*УСЛОВИЕ ЗАДАНИЯ:*
Выберите из приведенного ниже списка все строки, в которых встречается слово «facade», и перепишите их без изменений.
········
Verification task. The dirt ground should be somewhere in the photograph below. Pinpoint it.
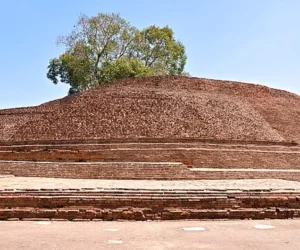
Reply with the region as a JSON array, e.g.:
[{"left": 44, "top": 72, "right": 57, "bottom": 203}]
[{"left": 0, "top": 220, "right": 300, "bottom": 250}]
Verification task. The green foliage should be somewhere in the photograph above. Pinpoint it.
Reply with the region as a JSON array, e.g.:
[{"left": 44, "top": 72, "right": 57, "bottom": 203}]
[{"left": 47, "top": 13, "right": 186, "bottom": 94}]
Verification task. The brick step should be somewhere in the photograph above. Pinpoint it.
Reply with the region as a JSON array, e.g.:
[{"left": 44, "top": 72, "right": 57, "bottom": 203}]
[
  {"left": 0, "top": 192, "right": 300, "bottom": 209},
  {"left": 0, "top": 207, "right": 300, "bottom": 221}
]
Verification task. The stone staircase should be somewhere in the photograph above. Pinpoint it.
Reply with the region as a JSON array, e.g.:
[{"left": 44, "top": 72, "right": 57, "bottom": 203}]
[{"left": 0, "top": 188, "right": 300, "bottom": 220}]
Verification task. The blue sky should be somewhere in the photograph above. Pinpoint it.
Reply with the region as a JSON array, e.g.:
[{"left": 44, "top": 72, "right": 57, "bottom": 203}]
[{"left": 0, "top": 0, "right": 300, "bottom": 109}]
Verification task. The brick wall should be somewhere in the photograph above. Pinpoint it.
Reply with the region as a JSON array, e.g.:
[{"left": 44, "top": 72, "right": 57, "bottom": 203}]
[
  {"left": 0, "top": 162, "right": 300, "bottom": 181},
  {"left": 0, "top": 191, "right": 300, "bottom": 220}
]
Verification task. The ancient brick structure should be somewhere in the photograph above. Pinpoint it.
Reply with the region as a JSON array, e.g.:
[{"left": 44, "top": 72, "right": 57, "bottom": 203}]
[{"left": 0, "top": 76, "right": 300, "bottom": 220}]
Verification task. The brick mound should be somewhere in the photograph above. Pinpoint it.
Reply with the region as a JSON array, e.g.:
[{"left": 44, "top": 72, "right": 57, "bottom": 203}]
[
  {"left": 0, "top": 77, "right": 300, "bottom": 220},
  {"left": 0, "top": 77, "right": 300, "bottom": 142}
]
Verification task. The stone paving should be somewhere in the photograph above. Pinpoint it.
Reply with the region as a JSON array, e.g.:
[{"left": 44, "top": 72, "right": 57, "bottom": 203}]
[{"left": 0, "top": 175, "right": 300, "bottom": 191}]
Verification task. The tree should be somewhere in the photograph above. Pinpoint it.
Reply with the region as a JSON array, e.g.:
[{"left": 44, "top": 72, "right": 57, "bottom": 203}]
[{"left": 47, "top": 13, "right": 186, "bottom": 94}]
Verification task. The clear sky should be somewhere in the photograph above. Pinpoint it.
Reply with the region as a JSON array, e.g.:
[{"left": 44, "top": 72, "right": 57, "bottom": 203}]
[{"left": 0, "top": 0, "right": 300, "bottom": 109}]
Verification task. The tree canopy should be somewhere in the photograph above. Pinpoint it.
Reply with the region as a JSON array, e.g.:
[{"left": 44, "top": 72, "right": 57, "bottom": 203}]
[{"left": 47, "top": 13, "right": 187, "bottom": 94}]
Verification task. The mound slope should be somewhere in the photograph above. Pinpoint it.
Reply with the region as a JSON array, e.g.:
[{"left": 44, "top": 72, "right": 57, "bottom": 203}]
[{"left": 0, "top": 77, "right": 300, "bottom": 142}]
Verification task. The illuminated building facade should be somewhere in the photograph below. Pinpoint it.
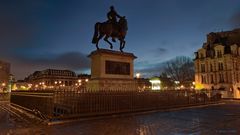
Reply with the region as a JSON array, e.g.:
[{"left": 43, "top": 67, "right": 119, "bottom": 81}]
[
  {"left": 25, "top": 69, "right": 77, "bottom": 89},
  {"left": 0, "top": 61, "right": 10, "bottom": 91},
  {"left": 194, "top": 29, "right": 240, "bottom": 98}
]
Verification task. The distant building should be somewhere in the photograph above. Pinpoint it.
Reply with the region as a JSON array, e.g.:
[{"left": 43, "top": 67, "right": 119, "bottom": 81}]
[
  {"left": 194, "top": 29, "right": 240, "bottom": 98},
  {"left": 0, "top": 61, "right": 10, "bottom": 91},
  {"left": 25, "top": 69, "right": 77, "bottom": 89}
]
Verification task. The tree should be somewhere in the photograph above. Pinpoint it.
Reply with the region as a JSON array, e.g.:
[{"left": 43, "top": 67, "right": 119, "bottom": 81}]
[{"left": 164, "top": 56, "right": 194, "bottom": 85}]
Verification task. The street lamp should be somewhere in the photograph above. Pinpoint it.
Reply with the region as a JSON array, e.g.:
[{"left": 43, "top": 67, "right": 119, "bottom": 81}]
[{"left": 136, "top": 73, "right": 141, "bottom": 78}]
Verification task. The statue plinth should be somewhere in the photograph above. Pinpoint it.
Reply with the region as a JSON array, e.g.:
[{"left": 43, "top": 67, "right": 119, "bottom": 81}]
[{"left": 87, "top": 49, "right": 137, "bottom": 90}]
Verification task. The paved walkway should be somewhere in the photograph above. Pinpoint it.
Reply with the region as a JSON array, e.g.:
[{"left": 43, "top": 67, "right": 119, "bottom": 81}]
[{"left": 0, "top": 102, "right": 240, "bottom": 135}]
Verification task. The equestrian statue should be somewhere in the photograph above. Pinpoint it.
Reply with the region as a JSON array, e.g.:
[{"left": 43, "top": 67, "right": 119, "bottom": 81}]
[{"left": 92, "top": 6, "right": 128, "bottom": 52}]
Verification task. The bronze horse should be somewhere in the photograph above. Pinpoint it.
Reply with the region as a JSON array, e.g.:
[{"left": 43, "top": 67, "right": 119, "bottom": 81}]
[{"left": 92, "top": 17, "right": 128, "bottom": 52}]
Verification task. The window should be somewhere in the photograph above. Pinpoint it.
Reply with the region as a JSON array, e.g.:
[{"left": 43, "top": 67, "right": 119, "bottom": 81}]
[
  {"left": 219, "top": 73, "right": 224, "bottom": 83},
  {"left": 210, "top": 75, "right": 214, "bottom": 83},
  {"left": 210, "top": 64, "right": 213, "bottom": 72},
  {"left": 218, "top": 62, "right": 223, "bottom": 70},
  {"left": 201, "top": 64, "right": 205, "bottom": 72},
  {"left": 217, "top": 50, "right": 222, "bottom": 58},
  {"left": 201, "top": 75, "right": 207, "bottom": 84}
]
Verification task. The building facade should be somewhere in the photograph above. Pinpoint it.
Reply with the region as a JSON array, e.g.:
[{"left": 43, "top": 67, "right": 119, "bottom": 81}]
[
  {"left": 194, "top": 29, "right": 240, "bottom": 98},
  {"left": 0, "top": 61, "right": 10, "bottom": 91},
  {"left": 25, "top": 69, "right": 77, "bottom": 89}
]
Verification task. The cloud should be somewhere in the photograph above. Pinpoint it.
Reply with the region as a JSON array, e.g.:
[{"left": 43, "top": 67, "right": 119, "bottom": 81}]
[
  {"left": 2, "top": 52, "right": 90, "bottom": 79},
  {"left": 157, "top": 48, "right": 167, "bottom": 53},
  {"left": 230, "top": 10, "right": 240, "bottom": 27}
]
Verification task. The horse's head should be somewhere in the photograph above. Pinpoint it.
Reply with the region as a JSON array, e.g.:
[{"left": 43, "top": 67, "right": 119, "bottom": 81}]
[{"left": 119, "top": 16, "right": 128, "bottom": 31}]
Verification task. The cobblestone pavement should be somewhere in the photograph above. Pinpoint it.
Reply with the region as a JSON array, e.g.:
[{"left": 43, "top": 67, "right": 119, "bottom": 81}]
[{"left": 0, "top": 103, "right": 240, "bottom": 135}]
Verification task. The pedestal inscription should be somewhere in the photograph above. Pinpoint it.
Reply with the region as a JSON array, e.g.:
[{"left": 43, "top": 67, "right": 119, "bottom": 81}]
[
  {"left": 87, "top": 49, "right": 136, "bottom": 90},
  {"left": 105, "top": 60, "right": 130, "bottom": 75}
]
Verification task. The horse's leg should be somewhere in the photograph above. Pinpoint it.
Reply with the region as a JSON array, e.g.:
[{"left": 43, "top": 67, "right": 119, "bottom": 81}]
[
  {"left": 96, "top": 34, "right": 103, "bottom": 50},
  {"left": 104, "top": 36, "right": 113, "bottom": 49},
  {"left": 119, "top": 39, "right": 123, "bottom": 52},
  {"left": 119, "top": 38, "right": 125, "bottom": 52}
]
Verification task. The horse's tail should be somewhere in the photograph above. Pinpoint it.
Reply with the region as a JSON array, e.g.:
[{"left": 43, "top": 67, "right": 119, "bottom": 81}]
[{"left": 92, "top": 22, "right": 100, "bottom": 44}]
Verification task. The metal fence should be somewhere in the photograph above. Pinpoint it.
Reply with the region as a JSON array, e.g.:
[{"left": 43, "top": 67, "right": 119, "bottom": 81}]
[{"left": 11, "top": 90, "right": 220, "bottom": 118}]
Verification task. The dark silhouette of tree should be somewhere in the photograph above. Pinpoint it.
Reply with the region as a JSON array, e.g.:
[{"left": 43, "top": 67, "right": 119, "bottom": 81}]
[
  {"left": 164, "top": 56, "right": 194, "bottom": 85},
  {"left": 159, "top": 72, "right": 174, "bottom": 89}
]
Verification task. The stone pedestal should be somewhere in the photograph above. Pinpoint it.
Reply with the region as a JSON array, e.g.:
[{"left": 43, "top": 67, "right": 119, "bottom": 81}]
[{"left": 87, "top": 49, "right": 136, "bottom": 90}]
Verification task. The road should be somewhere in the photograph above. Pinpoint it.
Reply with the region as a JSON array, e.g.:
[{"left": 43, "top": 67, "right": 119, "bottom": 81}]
[{"left": 0, "top": 100, "right": 240, "bottom": 135}]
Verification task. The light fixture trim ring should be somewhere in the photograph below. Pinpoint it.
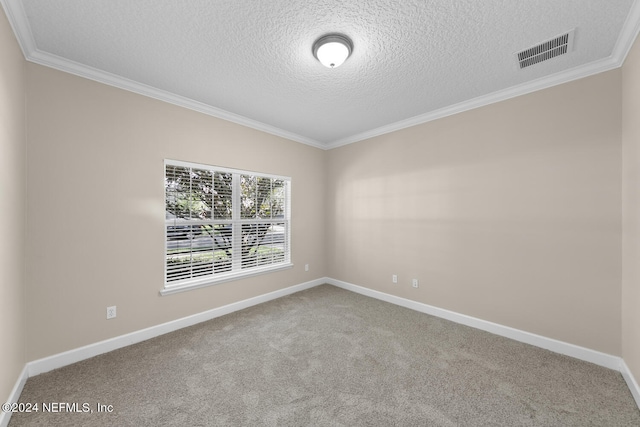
········
*ОЖИДАЕМЫЙ ОТВЕТ:*
Verification task. The illuminated building facade should be somewhere in the photograph below. Pinpoint it.
Verification task. The building facade should be somewhere in the photograph above. Pinpoint it.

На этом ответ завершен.